Work to complete:
Copy out every line of the material below word for word, leaving the pictures out of your answer.

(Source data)
-------

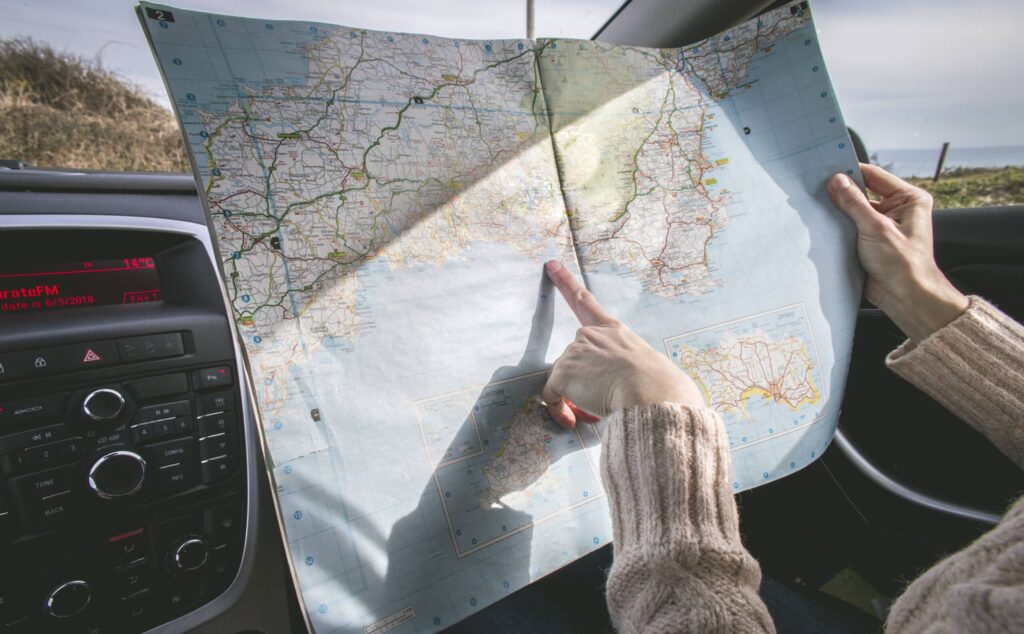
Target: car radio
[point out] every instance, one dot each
(125, 460)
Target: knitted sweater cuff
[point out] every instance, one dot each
(975, 368)
(667, 470)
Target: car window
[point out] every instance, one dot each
(79, 87)
(912, 75)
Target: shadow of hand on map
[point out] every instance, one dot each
(468, 542)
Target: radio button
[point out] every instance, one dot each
(48, 455)
(143, 432)
(53, 511)
(218, 445)
(39, 485)
(35, 409)
(103, 405)
(182, 425)
(214, 404)
(132, 581)
(156, 387)
(30, 364)
(190, 554)
(209, 378)
(216, 423)
(33, 437)
(216, 469)
(177, 477)
(174, 452)
(87, 355)
(223, 524)
(166, 410)
(8, 530)
(68, 599)
(151, 346)
(137, 607)
(127, 549)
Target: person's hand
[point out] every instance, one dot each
(608, 367)
(894, 241)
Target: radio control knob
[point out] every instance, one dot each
(117, 474)
(190, 554)
(68, 599)
(103, 405)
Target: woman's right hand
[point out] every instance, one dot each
(894, 241)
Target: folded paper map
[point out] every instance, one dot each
(383, 204)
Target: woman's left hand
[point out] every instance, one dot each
(608, 367)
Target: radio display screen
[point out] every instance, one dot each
(74, 285)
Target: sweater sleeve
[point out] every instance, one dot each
(679, 563)
(975, 368)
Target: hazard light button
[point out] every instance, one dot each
(90, 354)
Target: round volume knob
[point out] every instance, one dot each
(190, 554)
(68, 599)
(103, 405)
(117, 474)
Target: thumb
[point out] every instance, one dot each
(558, 407)
(848, 197)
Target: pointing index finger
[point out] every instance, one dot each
(580, 299)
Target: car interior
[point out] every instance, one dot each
(132, 464)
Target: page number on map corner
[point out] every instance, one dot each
(162, 14)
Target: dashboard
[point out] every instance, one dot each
(128, 453)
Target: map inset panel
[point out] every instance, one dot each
(761, 373)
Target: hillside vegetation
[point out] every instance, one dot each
(58, 110)
(976, 187)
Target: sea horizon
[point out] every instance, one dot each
(922, 162)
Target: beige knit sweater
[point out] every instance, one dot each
(680, 566)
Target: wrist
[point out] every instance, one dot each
(926, 307)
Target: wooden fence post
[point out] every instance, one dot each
(942, 159)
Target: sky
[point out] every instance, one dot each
(909, 74)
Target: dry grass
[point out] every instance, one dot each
(57, 110)
(976, 187)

-------

Output for this task:
Target: car radio
[point out] every instance, one dot each
(125, 460)
Target: knitted sweater cuff
[point out] every instance, one dot each
(975, 368)
(667, 470)
Target: car window
[point out] every instance, one dot each
(79, 87)
(912, 75)
Target: shadow of hand on map
[point out] every instance, one dot each
(468, 542)
Target: radio button
[point out] every instance, one dot each
(48, 455)
(143, 432)
(53, 511)
(218, 445)
(39, 485)
(35, 409)
(103, 405)
(182, 425)
(214, 404)
(132, 581)
(156, 387)
(30, 364)
(190, 554)
(209, 378)
(216, 423)
(33, 437)
(216, 469)
(177, 477)
(174, 452)
(87, 355)
(223, 524)
(166, 410)
(8, 530)
(68, 599)
(151, 346)
(137, 607)
(127, 549)
Target: person's hand
[point out] every instance, one dot each
(608, 367)
(894, 241)
Target: radio control knob
[point out] every instance, one dot each
(117, 474)
(190, 554)
(68, 599)
(103, 405)
Target: woman's right hand
[point out] every instance, one dot each
(894, 241)
Target: folded paper map
[point out] every instance, one dot each
(383, 204)
Target: woman's left hand
[point out] every instance, one dot each
(608, 367)
Target: radio display screen
[point out] every instance, one dot each
(74, 285)
Target: sweater sleeve
[point out] every instance, one dot each
(679, 563)
(975, 368)
Target: hazard light button
[point out] every instance, one dot each
(90, 354)
Target: round volume knob
[point out] every instance, one dot each
(190, 554)
(68, 599)
(103, 405)
(117, 474)
Target: thumb
[point out] every instance, one dot each
(558, 407)
(848, 197)
Target: pointing index finger
[point out] every instance, one dot each
(580, 299)
Target: car interior
[point out] every instance, one dot each
(132, 464)
Target: page number on map corner
[point out] every instance, one dot each
(162, 14)
Target: dashboard
[point out] every instance, one dot each
(128, 453)
Target: map inset panel
[point out] every instance, one dot each
(761, 373)
Target: hillside vegetation
[point out] every instance, one dot each
(58, 110)
(976, 187)
Target: sea horizon
[point out] every instance, one dot each
(922, 162)
Target: beige knit sweater
[point out] every instance, one dot each
(680, 566)
Target: wrist
[point out] every instance, one dot each
(926, 307)
Target: wooden fence post
[point out] every instance, one dot each
(942, 159)
Target: sky
[point out] every instance, one dot each
(909, 74)
Target: dry grass
[point out] every instance, one dot each
(57, 110)
(976, 187)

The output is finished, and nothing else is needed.